>> begin Material shown

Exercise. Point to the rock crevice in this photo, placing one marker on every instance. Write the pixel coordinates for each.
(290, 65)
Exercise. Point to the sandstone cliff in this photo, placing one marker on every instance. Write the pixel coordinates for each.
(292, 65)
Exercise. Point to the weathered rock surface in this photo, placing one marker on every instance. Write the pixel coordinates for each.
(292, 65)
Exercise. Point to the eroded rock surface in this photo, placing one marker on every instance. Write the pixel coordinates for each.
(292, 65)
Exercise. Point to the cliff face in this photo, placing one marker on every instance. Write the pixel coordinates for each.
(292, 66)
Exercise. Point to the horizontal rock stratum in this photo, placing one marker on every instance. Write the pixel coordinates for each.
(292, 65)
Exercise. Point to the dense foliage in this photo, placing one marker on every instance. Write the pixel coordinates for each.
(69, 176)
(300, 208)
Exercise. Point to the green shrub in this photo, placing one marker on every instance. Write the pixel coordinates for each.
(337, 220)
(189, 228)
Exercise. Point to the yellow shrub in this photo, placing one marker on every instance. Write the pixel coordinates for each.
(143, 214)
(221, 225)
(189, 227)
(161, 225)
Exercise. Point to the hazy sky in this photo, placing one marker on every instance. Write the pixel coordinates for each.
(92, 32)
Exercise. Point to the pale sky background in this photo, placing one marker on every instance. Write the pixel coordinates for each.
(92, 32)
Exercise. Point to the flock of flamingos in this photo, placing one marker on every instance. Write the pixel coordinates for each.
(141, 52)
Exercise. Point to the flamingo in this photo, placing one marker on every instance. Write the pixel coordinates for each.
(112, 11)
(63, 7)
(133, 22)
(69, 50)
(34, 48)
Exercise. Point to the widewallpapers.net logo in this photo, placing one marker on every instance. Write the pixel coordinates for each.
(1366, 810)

>> end Material shown

### Task goal
Arrange all the items above as a numbered list, leaving out any blank lines.

### Exercise answer
1. Exercise. Point to the rock crevice in this photo, placing one marker on every instance. Write the pixel coordinates for each.
2. (290, 65)
3. Exercise. Point to the sandstone cliff in this photo, placing one marker on every instance. Write the pixel coordinates for each.
4. (292, 65)
5. Exercise. Point to the weathered rock surface in this photo, placing one marker on every instance. Write the pixel coordinates for each.
6. (292, 65)
7. Exercise. Point to the eroded rock surface in this photo, placing one marker on every instance. Write the pixel coordinates for each.
8. (292, 65)
9. Exercise. Point to the cliff face in this photo, placing one marker on every instance. Write the pixel coordinates for each.
10. (292, 66)
11. Exercise. Point to the horizontal rock stratum in this photo, placing one marker on every instance. Write the pixel coordinates for each.
12. (292, 65)
13. Exercise. Point to the dense foliage in this photo, placing one marker on every instance. Write the pixel coordinates for each.
14. (69, 176)
15. (300, 208)
16. Exercise. Point to the green shrub in this photo, placing one marker on every instance. Write the pixel coordinates for each.
17. (337, 220)
18. (189, 228)
19. Exercise. Point to the yellow shrub in this photo, placing one marker on every instance. Write the pixel coordinates for each.
20. (143, 214)
21. (221, 225)
22. (189, 227)
23. (161, 225)
24. Exercise. Point to the hazy sky in this photo, placing one marker on every instance. Write the pixel coordinates for each.
25. (92, 32)
26. Exercise. Point to the pale sky background in this photo, placing one marker on every instance. Write the pixel coordinates for each.
27. (92, 32)
28. Exercise. Point to the flock of flamingos in this photo, placing one marker on every instance. Write the pixel coordinates for each.
29. (141, 52)
30. Exercise. Point to the flamingo in this photo, placing one marker on every instance. Write the pixel coordinates for each.
31. (112, 11)
32. (63, 7)
33. (133, 22)
34. (69, 50)
35. (34, 48)
36. Exercise. Point to the widewallpapers.net logo in this photo, placing one marker on every instance. Write the pixel coordinates for each.
37. (1366, 810)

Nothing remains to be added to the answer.